> **EXERCISE DIRECTIONS**: With the pictures left out, copy the listing below exactly.

> **TASK DATA**:
++++++++++++++++++++

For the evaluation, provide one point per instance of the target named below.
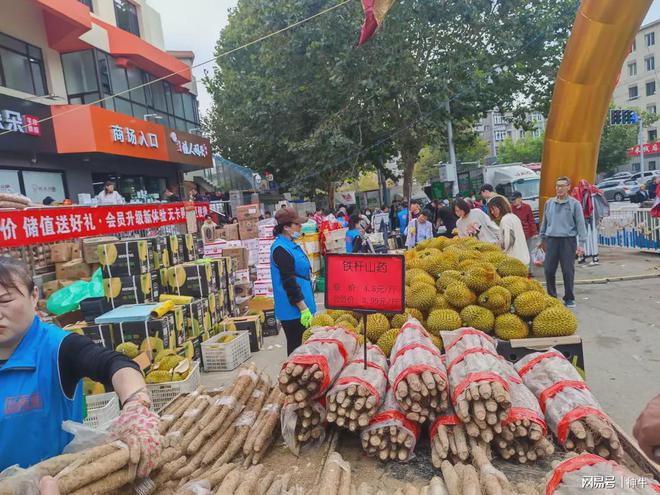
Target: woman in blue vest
(41, 372)
(290, 273)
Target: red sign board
(365, 282)
(25, 227)
(649, 149)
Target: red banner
(25, 227)
(649, 149)
(365, 282)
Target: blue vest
(284, 310)
(33, 404)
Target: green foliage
(315, 109)
(527, 150)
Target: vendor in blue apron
(41, 372)
(291, 276)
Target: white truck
(510, 177)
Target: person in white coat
(512, 234)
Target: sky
(197, 29)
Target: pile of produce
(417, 374)
(571, 410)
(390, 435)
(480, 392)
(359, 391)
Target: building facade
(496, 127)
(637, 88)
(88, 94)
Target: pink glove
(137, 427)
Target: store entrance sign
(365, 283)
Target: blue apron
(284, 310)
(33, 404)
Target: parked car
(649, 174)
(619, 189)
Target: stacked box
(253, 325)
(134, 289)
(137, 331)
(100, 334)
(175, 249)
(125, 258)
(190, 279)
(187, 243)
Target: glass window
(650, 63)
(127, 18)
(79, 72)
(650, 88)
(21, 66)
(134, 81)
(650, 39)
(633, 92)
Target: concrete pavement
(619, 324)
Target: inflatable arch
(600, 42)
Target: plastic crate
(163, 393)
(101, 409)
(226, 357)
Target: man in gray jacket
(563, 235)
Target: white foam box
(242, 277)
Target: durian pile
(167, 365)
(454, 283)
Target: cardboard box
(175, 249)
(61, 253)
(100, 334)
(50, 287)
(191, 279)
(72, 270)
(248, 212)
(118, 259)
(89, 245)
(270, 326)
(248, 229)
(231, 233)
(253, 325)
(136, 289)
(187, 241)
(137, 331)
(239, 257)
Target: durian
(478, 317)
(509, 326)
(556, 321)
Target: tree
(315, 109)
(526, 150)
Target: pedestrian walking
(563, 234)
(594, 208)
(512, 234)
(419, 229)
(524, 212)
(472, 222)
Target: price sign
(365, 283)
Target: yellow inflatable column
(602, 37)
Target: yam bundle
(390, 434)
(480, 391)
(303, 426)
(571, 410)
(314, 366)
(357, 394)
(449, 441)
(524, 432)
(417, 374)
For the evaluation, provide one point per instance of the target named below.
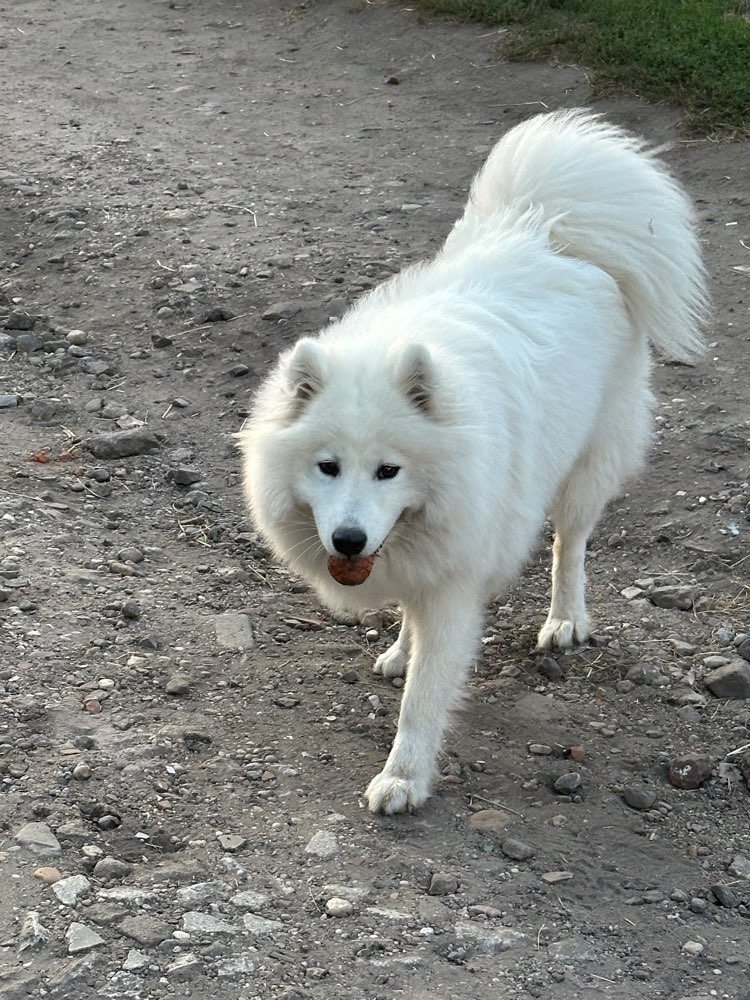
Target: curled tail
(609, 201)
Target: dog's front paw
(388, 793)
(392, 663)
(562, 633)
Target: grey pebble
(130, 609)
(516, 849)
(680, 598)
(38, 838)
(111, 869)
(81, 937)
(122, 444)
(177, 685)
(568, 783)
(19, 319)
(442, 884)
(69, 890)
(730, 681)
(639, 798)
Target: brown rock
(690, 770)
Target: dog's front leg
(445, 628)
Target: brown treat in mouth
(350, 572)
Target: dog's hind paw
(562, 633)
(387, 793)
(392, 663)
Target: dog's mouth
(351, 571)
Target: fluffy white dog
(410, 453)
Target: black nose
(349, 541)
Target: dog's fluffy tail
(605, 199)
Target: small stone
(678, 597)
(683, 648)
(692, 948)
(195, 922)
(730, 681)
(725, 896)
(38, 838)
(639, 798)
(184, 476)
(337, 907)
(690, 770)
(111, 870)
(234, 631)
(552, 878)
(231, 841)
(177, 686)
(135, 961)
(517, 849)
(260, 926)
(282, 310)
(646, 673)
(489, 940)
(714, 660)
(740, 866)
(131, 554)
(69, 890)
(550, 668)
(571, 950)
(148, 931)
(490, 820)
(442, 884)
(202, 893)
(19, 319)
(122, 444)
(322, 844)
(47, 875)
(130, 609)
(237, 965)
(249, 899)
(568, 783)
(80, 938)
(184, 967)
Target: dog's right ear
(305, 370)
(415, 375)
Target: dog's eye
(387, 471)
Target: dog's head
(356, 438)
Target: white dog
(410, 453)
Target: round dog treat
(350, 572)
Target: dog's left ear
(415, 376)
(305, 370)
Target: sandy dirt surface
(185, 733)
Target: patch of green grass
(693, 52)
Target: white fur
(508, 379)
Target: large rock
(38, 837)
(123, 444)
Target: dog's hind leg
(614, 451)
(392, 663)
(444, 629)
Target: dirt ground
(185, 733)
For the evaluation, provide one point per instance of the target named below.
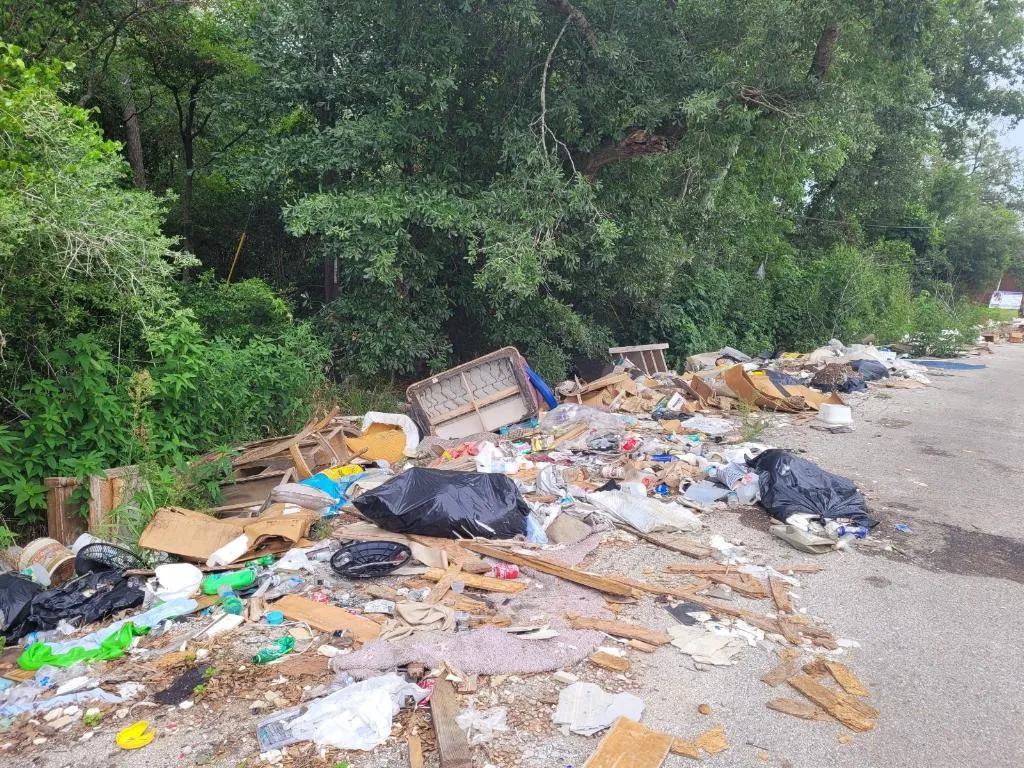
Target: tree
(80, 252)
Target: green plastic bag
(38, 655)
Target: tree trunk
(133, 136)
(188, 155)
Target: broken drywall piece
(705, 646)
(585, 709)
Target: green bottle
(280, 648)
(237, 580)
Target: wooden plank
(850, 711)
(415, 751)
(803, 710)
(300, 463)
(443, 584)
(475, 404)
(847, 680)
(713, 740)
(781, 673)
(452, 743)
(327, 617)
(602, 584)
(621, 629)
(741, 584)
(816, 668)
(629, 744)
(781, 599)
(608, 662)
(487, 584)
(641, 645)
(284, 444)
(686, 749)
(790, 632)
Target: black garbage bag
(449, 505)
(793, 485)
(869, 370)
(15, 597)
(81, 601)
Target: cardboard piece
(608, 662)
(630, 744)
(739, 382)
(327, 617)
(194, 536)
(545, 565)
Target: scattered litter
(586, 710)
(704, 646)
(481, 726)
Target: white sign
(1006, 300)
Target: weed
(91, 720)
(753, 423)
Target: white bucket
(834, 415)
(177, 580)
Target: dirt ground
(935, 612)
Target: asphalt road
(940, 625)
(937, 612)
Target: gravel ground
(936, 613)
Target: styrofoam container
(834, 415)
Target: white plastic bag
(481, 726)
(358, 716)
(645, 515)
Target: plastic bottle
(230, 602)
(282, 646)
(50, 676)
(237, 580)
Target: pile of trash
(399, 559)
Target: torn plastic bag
(645, 515)
(15, 596)
(358, 716)
(869, 370)
(446, 504)
(82, 601)
(791, 485)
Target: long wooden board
(629, 744)
(543, 564)
(847, 680)
(452, 741)
(327, 617)
(778, 594)
(803, 710)
(487, 584)
(850, 711)
(622, 629)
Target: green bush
(237, 310)
(942, 328)
(192, 394)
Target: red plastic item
(506, 570)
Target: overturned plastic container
(835, 416)
(54, 558)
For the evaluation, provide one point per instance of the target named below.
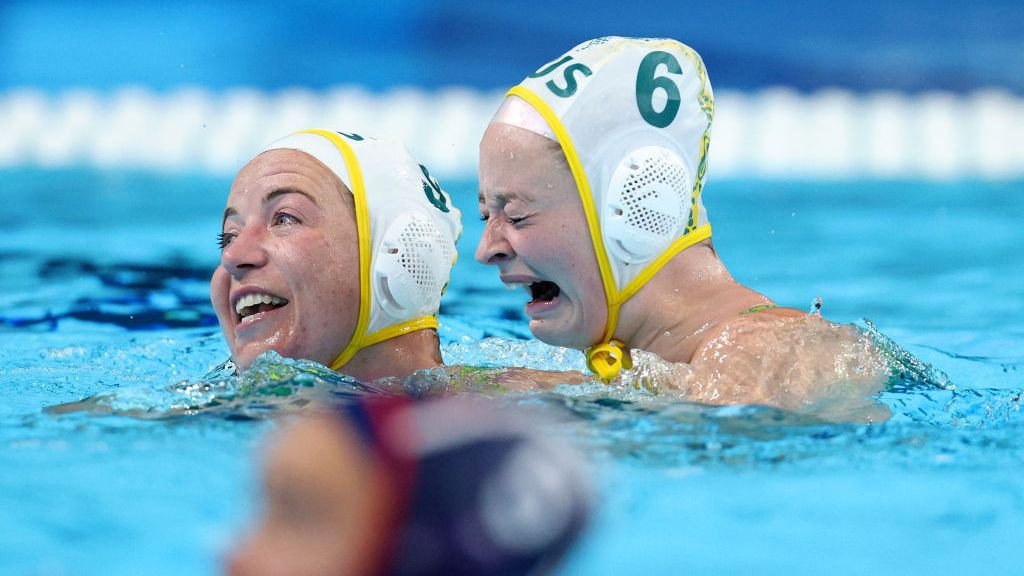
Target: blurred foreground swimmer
(393, 486)
(335, 248)
(591, 179)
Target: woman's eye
(224, 238)
(285, 218)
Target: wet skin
(536, 232)
(289, 234)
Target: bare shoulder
(794, 361)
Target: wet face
(320, 509)
(536, 233)
(288, 278)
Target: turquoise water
(103, 290)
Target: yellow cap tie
(607, 360)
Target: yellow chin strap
(608, 357)
(359, 337)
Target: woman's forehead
(285, 168)
(517, 163)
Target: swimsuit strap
(759, 307)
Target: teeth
(256, 299)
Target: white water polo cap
(408, 229)
(633, 118)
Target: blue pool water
(103, 290)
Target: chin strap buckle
(607, 360)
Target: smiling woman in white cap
(335, 248)
(591, 181)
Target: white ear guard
(411, 270)
(646, 204)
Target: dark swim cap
(477, 490)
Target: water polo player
(335, 248)
(392, 486)
(591, 180)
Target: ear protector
(633, 118)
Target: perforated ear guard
(646, 204)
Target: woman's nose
(246, 252)
(494, 247)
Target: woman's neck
(675, 311)
(396, 357)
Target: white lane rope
(771, 133)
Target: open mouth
(251, 304)
(544, 291)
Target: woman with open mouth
(335, 248)
(591, 180)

++++++++++++++++++++

> **FULL SOLUTION**:
For the evaluation, provide one point per instance of the target named below.
Target: woman in blue vest
(41, 372)
(290, 273)
Target: red sign board
(365, 282)
(25, 227)
(649, 149)
Target: red banner
(25, 227)
(649, 149)
(365, 282)
Target: blue vest
(284, 310)
(33, 404)
Target: green foliage
(315, 109)
(527, 150)
Target: vendor in blue apron
(41, 372)
(291, 276)
Target: white truck
(510, 177)
Target: person in white coat
(512, 234)
Target: sky
(197, 29)
Target: pile of produce
(417, 374)
(571, 410)
(390, 435)
(480, 392)
(359, 391)
Target: building facade
(496, 127)
(637, 88)
(88, 94)
Target: pink glove
(137, 427)
Target: store entrance sign
(365, 283)
Target: blue apron
(284, 310)
(33, 404)
Target: parked car
(649, 174)
(619, 189)
Target: stacked box
(253, 325)
(134, 289)
(137, 331)
(100, 334)
(175, 249)
(125, 258)
(190, 279)
(187, 243)
Target: glass window
(650, 63)
(127, 18)
(79, 72)
(650, 88)
(21, 66)
(134, 81)
(650, 39)
(633, 92)
Target: concrete pavement
(619, 324)
Target: inflatable arch
(600, 42)
Target: plastic crate
(163, 393)
(101, 409)
(226, 357)
Target: man in gray jacket
(563, 235)
Target: white foam box
(242, 277)
Target: durian pile
(167, 365)
(454, 283)
Target: cardboard box
(175, 249)
(61, 253)
(100, 334)
(50, 287)
(191, 279)
(72, 270)
(248, 212)
(118, 259)
(89, 245)
(270, 326)
(248, 229)
(231, 233)
(253, 325)
(136, 289)
(187, 241)
(137, 331)
(239, 257)
Target: durian
(478, 317)
(509, 326)
(556, 321)
Target: tree
(315, 109)
(526, 150)
Target: pedestrian walking
(563, 234)
(594, 208)
(512, 234)
(419, 229)
(524, 212)
(472, 222)
Target: price sign
(365, 283)
Target: yellow inflatable column
(602, 37)
Target: yam bundle
(390, 434)
(480, 391)
(303, 426)
(571, 410)
(314, 366)
(357, 394)
(449, 441)
(524, 432)
(417, 374)
For the evaluation, provide one point per instance of the target named below.
Target: curled tail
(609, 201)
Target: dog's front paw
(388, 793)
(392, 663)
(562, 633)
Target: grey pebble
(130, 609)
(516, 849)
(680, 598)
(38, 838)
(111, 869)
(81, 937)
(122, 444)
(177, 685)
(568, 783)
(19, 319)
(442, 884)
(69, 890)
(730, 681)
(639, 798)
Target: brown rock
(690, 770)
Target: dog's front leg
(445, 628)
Target: brown treat in mouth
(350, 572)
Target: dog's hind paw
(562, 633)
(387, 793)
(392, 663)
Target: dog's mouth
(351, 571)
Target: fluffy white dog
(410, 453)
Target: black nose
(349, 541)
Target: dog's fluffy tail
(605, 199)
Target: small stone
(678, 597)
(683, 648)
(692, 948)
(195, 922)
(730, 681)
(725, 896)
(38, 838)
(639, 798)
(184, 476)
(337, 907)
(690, 770)
(111, 870)
(234, 631)
(552, 878)
(231, 841)
(177, 686)
(135, 961)
(517, 849)
(260, 926)
(282, 310)
(646, 673)
(489, 940)
(714, 660)
(740, 866)
(131, 554)
(69, 890)
(550, 668)
(571, 950)
(148, 931)
(490, 820)
(442, 884)
(202, 893)
(19, 319)
(122, 444)
(322, 844)
(47, 875)
(130, 609)
(237, 965)
(249, 899)
(568, 783)
(80, 938)
(184, 967)
Target: dog's right ear
(305, 370)
(415, 375)
Target: dog's eye
(387, 471)
Target: dog's head
(356, 438)
Target: white dog
(410, 453)
Target: round dog treat
(350, 572)
Target: dog's left ear
(415, 376)
(305, 370)
Target: sandy dirt surface
(185, 733)
Target: patch of green grass
(693, 52)
Target: white fur
(508, 379)
Target: large rock
(38, 837)
(123, 444)
Target: dog's hind leg
(614, 451)
(392, 663)
(444, 629)
Target: dirt ground
(185, 733)
For the evaluation, provide one point per instance of the target named below.
Target: tree
(80, 252)
Target: green plastic bag
(38, 655)
Target: tree trunk
(133, 136)
(188, 155)
Target: broken drywall piece
(705, 646)
(585, 709)
Target: green bottle
(280, 648)
(237, 580)
Target: wooden plank
(850, 711)
(415, 751)
(803, 710)
(300, 463)
(443, 584)
(475, 404)
(847, 680)
(713, 740)
(781, 673)
(452, 743)
(327, 617)
(602, 584)
(621, 629)
(741, 584)
(816, 668)
(629, 744)
(781, 599)
(608, 662)
(487, 584)
(641, 645)
(284, 444)
(686, 749)
(790, 632)
Target: black garbage bag
(449, 505)
(793, 485)
(869, 370)
(15, 597)
(81, 601)
Target: cardboard piece
(608, 662)
(630, 744)
(739, 382)
(327, 617)
(194, 536)
(545, 565)
Target: scattered litter
(586, 710)
(704, 646)
(481, 726)
Target: white sign
(1006, 300)
Target: weed
(91, 720)
(753, 423)
Target: white bucket
(834, 415)
(177, 580)
Target: dirt ground
(935, 612)
Target: asphalt road
(940, 625)
(937, 612)
Target: gravel ground
(936, 613)
Target: styrofoam container
(834, 415)
Target: white plastic bag
(481, 726)
(358, 716)
(645, 515)
Target: plastic bottle
(230, 602)
(282, 646)
(50, 676)
(237, 580)
Target: pile of trash
(399, 559)
Target: torn plastic bag
(645, 515)
(15, 596)
(358, 716)
(869, 370)
(446, 504)
(82, 601)
(791, 485)
Target: long wooden board
(629, 744)
(543, 564)
(847, 680)
(452, 741)
(327, 617)
(778, 594)
(803, 710)
(487, 584)
(850, 711)
(622, 629)
Target: green bush
(237, 310)
(942, 328)
(192, 394)
Target: red plastic item
(506, 570)
Target: overturned plastic container
(835, 416)
(54, 558)
For the evaluation, provide one point per instance of the target named below.
Target: blurred foreground swimmer
(393, 486)
(335, 248)
(591, 179)
Target: woman's eye
(224, 238)
(285, 218)
Target: wet skin
(536, 232)
(289, 234)
Target: bare shoulder
(794, 361)
Target: wet face
(320, 509)
(536, 233)
(288, 278)
Target: turquoise water
(103, 290)
Target: yellow cap tie
(607, 360)
Target: yellow chin strap
(608, 357)
(359, 337)
Target: woman's forehead
(285, 168)
(517, 163)
Target: swimsuit strap
(759, 307)
Target: teeth
(256, 299)
Target: white water polo cap
(408, 229)
(633, 118)
Target: blue pool water
(103, 290)
Target: chin strap buckle
(607, 360)
Target: smiling woman in white cap
(335, 248)
(591, 181)
Target: white ear guard
(411, 270)
(646, 204)
Target: dark swim cap
(477, 490)
Target: water polo player
(335, 248)
(392, 486)
(591, 180)
Target: ear protector
(633, 118)
Target: perforated ear guard
(646, 204)
Target: woman's nose
(246, 252)
(494, 247)
Target: woman's neck
(675, 311)
(396, 357)
Target: white lane rope
(771, 133)
Target: open mouth
(251, 304)
(544, 291)
Target: woman with open mouth
(335, 248)
(591, 180)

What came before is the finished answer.